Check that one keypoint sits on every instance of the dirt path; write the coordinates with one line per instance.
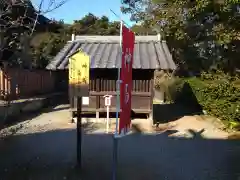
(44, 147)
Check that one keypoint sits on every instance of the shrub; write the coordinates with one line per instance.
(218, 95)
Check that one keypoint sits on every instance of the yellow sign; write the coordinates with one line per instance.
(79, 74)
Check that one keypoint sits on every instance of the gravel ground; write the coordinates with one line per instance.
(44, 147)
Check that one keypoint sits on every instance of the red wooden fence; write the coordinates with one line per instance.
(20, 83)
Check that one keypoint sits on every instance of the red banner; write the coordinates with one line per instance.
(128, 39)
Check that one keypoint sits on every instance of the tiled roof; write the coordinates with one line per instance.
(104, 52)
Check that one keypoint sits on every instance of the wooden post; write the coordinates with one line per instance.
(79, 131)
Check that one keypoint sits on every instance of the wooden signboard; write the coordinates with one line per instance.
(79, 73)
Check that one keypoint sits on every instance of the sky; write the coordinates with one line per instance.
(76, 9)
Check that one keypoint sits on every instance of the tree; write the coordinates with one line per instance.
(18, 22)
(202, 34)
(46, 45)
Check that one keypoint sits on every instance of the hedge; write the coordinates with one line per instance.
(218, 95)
...
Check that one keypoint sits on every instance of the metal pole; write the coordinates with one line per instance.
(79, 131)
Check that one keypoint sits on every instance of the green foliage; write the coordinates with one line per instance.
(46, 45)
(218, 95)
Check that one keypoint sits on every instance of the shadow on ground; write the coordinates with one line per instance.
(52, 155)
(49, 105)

WORK TO BE COMPLETED: Report each line above that contains the word "wooden", reproducing every such line in full. Treat the match as case-sensitive.

RESULT OF THIS EXERCISE:
Check that one keypoint sits on every instance of the red wooden fence; write the coordinates with one line per instance.
Check that one keypoint sits on every instance of the wooden post; write the coordinates with one line per instance.
Check that one keypoint sits on every instance of the wooden signboard; write the coordinates with one line per instance.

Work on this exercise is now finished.